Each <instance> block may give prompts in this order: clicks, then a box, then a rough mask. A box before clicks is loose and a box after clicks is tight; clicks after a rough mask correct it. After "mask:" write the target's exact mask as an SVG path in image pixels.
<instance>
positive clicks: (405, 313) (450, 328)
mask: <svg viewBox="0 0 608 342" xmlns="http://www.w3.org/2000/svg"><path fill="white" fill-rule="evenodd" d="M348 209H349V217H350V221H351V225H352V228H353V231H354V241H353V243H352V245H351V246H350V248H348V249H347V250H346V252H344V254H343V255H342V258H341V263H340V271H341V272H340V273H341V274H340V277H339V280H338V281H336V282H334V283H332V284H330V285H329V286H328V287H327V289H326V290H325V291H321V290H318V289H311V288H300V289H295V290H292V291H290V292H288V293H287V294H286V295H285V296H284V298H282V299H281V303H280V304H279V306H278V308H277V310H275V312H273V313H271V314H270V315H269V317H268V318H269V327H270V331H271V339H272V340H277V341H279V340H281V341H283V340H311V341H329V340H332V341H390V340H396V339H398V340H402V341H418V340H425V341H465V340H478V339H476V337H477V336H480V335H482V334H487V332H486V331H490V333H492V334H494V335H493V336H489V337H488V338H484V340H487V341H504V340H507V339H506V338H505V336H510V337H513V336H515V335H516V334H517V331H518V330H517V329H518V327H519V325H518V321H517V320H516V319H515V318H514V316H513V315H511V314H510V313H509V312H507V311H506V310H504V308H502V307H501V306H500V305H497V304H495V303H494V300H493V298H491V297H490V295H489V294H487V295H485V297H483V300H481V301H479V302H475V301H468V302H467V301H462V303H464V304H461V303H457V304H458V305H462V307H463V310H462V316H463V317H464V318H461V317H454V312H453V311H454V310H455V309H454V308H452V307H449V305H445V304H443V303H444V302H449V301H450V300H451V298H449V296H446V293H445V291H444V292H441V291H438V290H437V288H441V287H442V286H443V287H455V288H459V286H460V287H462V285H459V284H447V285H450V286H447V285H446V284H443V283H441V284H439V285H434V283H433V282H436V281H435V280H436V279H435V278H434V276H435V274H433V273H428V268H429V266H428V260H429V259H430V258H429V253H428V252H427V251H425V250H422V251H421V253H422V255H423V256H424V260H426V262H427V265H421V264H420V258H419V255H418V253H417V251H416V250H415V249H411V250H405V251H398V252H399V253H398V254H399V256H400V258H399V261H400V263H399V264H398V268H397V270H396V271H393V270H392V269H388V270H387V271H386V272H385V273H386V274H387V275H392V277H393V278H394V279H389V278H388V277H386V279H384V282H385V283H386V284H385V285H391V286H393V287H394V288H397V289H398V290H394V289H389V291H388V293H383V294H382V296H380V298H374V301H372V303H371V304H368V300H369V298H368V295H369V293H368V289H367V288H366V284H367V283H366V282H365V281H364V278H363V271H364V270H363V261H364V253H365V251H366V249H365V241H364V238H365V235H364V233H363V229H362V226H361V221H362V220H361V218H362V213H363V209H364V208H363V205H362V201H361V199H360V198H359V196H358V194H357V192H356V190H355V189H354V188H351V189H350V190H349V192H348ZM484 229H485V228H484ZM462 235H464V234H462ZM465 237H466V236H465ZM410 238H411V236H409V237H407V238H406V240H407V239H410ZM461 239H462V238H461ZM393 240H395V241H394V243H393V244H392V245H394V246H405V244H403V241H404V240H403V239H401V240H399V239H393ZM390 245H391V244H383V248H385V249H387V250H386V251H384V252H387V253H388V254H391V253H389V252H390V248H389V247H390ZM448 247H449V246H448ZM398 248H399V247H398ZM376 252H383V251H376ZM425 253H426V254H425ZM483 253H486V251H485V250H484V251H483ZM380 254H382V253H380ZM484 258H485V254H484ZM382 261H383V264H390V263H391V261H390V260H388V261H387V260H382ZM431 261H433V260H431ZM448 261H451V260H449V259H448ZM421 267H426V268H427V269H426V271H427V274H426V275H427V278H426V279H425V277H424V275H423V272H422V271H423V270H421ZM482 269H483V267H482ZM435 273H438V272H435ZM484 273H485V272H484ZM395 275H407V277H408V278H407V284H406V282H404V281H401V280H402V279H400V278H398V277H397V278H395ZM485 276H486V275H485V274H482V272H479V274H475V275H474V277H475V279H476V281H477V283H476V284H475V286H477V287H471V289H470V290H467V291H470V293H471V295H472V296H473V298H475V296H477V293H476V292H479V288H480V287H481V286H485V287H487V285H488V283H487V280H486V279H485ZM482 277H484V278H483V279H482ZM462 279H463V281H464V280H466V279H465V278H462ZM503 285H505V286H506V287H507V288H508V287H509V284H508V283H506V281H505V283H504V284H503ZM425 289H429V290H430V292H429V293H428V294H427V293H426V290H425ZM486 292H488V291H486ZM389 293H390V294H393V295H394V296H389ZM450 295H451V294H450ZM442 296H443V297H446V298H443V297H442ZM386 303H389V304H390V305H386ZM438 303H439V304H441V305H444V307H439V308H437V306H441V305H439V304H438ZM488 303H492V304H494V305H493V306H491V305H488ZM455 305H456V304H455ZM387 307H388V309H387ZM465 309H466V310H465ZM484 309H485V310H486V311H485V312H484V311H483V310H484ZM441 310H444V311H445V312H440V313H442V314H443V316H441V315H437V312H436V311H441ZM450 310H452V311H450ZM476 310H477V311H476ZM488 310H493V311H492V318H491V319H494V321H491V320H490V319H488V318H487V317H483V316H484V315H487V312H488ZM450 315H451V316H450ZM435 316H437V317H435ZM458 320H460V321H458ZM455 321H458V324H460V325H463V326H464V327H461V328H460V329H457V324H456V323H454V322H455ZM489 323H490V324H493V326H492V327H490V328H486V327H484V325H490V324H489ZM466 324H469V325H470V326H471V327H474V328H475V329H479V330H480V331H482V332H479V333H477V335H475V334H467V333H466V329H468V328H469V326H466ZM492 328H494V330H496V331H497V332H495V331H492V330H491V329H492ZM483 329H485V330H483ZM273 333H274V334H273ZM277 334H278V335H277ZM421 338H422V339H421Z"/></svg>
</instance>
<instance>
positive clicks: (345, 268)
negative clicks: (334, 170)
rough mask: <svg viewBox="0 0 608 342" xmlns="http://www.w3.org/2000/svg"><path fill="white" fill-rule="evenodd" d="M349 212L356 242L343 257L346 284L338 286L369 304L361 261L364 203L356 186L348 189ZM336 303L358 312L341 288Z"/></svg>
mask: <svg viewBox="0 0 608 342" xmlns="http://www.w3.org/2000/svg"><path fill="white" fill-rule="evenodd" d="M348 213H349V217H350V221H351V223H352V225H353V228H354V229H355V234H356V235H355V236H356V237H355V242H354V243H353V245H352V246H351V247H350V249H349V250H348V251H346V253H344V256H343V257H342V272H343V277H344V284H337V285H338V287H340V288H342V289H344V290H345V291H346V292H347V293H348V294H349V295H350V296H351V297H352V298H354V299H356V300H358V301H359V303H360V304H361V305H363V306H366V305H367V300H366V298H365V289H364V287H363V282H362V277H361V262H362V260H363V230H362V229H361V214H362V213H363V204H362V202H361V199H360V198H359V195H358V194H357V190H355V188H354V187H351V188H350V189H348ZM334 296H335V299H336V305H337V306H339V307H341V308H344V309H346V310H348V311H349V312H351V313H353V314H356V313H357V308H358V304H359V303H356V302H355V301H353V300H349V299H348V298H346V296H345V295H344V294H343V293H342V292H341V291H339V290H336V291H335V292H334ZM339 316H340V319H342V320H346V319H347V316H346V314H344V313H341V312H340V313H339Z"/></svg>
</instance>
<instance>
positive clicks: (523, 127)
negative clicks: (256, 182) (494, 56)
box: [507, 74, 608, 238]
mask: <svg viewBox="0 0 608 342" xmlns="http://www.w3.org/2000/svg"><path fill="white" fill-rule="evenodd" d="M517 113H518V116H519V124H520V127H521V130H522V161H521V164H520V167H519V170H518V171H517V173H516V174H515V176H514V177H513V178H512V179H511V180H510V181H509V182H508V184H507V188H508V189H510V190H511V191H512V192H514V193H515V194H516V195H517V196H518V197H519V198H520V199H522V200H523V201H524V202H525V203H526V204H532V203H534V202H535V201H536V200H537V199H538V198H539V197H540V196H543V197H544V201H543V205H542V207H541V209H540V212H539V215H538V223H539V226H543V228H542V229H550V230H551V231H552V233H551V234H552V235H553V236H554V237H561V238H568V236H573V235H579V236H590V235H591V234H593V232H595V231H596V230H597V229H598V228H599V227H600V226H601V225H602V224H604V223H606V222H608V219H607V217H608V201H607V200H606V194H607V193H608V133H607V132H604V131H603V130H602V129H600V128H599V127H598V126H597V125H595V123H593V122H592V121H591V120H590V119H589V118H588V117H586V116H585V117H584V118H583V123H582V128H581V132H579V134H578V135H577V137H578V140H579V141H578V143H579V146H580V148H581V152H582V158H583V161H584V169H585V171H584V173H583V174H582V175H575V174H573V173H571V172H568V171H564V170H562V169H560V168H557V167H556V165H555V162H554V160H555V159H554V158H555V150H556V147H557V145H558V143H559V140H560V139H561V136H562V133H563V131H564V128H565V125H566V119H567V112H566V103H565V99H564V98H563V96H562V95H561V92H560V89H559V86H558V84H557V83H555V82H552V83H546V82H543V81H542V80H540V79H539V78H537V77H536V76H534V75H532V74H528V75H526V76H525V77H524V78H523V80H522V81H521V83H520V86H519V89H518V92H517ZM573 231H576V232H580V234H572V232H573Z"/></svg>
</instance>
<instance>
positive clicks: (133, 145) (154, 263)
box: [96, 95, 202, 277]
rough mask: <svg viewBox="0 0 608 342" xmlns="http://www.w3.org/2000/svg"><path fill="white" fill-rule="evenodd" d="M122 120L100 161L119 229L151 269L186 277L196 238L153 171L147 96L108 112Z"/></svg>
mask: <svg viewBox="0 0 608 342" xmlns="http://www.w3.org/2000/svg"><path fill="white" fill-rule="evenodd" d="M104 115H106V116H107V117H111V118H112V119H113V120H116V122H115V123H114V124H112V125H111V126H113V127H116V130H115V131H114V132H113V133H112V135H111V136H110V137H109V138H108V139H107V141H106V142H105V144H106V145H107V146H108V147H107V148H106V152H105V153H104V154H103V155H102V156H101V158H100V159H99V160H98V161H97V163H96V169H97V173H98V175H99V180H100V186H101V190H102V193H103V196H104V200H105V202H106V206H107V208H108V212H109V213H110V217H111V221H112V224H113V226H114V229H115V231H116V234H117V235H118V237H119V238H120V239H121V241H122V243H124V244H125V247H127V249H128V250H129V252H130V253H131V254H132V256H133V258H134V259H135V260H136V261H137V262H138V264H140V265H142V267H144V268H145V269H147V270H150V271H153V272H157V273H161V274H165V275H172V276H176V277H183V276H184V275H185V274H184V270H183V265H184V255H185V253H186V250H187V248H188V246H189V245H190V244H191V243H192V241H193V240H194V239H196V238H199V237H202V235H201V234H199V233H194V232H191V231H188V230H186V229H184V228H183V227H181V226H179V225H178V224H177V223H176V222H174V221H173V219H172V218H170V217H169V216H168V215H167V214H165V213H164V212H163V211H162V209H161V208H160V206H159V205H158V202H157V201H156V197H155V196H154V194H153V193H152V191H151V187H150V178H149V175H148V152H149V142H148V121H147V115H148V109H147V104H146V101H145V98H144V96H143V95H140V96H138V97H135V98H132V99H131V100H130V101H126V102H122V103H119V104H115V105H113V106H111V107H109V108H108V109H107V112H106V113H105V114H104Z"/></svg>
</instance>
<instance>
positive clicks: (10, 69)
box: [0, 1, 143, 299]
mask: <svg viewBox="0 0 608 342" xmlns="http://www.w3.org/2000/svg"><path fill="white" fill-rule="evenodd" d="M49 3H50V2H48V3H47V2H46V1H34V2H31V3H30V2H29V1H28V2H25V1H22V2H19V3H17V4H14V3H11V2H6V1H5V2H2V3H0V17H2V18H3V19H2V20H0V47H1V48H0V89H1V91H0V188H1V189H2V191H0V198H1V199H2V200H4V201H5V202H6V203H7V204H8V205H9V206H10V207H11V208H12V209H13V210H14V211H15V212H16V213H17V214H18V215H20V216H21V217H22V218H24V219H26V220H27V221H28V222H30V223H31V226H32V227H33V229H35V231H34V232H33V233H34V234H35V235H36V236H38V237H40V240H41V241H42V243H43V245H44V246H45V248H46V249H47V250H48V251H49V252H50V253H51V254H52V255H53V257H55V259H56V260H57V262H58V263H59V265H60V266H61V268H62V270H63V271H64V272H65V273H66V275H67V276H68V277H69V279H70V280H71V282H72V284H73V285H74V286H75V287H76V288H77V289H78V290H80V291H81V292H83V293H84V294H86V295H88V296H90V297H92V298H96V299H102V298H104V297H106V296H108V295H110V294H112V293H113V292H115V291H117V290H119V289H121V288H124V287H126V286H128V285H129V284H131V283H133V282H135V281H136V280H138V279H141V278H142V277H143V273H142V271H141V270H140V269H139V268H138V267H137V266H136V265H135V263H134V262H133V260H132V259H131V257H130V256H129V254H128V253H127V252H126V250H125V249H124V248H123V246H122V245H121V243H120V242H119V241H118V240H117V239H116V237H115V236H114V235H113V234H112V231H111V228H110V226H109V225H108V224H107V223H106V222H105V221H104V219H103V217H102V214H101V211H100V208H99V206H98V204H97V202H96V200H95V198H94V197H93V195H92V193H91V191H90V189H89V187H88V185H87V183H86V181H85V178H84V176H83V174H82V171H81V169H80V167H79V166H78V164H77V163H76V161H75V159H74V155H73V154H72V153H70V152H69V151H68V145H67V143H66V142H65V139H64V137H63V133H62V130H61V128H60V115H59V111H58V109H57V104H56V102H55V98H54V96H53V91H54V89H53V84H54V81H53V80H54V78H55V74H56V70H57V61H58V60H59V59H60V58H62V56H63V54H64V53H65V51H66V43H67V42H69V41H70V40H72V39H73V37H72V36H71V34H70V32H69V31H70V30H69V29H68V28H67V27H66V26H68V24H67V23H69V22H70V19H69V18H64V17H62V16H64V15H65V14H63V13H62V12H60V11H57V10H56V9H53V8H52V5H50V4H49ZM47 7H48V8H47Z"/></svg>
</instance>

:: TO-DO ITEM ::
Can you turn the listing above, from its first line up to and including the line containing "positive clicks: (405, 313) (450, 328)", into a JSON array of strings, with one string per line and blank lines omitted?

:: EXERCISE ANSWER ::
[
  "Each <instance> block may give prompts in this order: clicks, then a box, then a rough mask. A box before clicks is loose and a box after clicks is tight; clicks after a rough mask correct it. After \"mask:\" write the target's exact mask as an SVG path in image pixels.",
  "<instance>",
  "positive clicks: (405, 313) (450, 328)"
]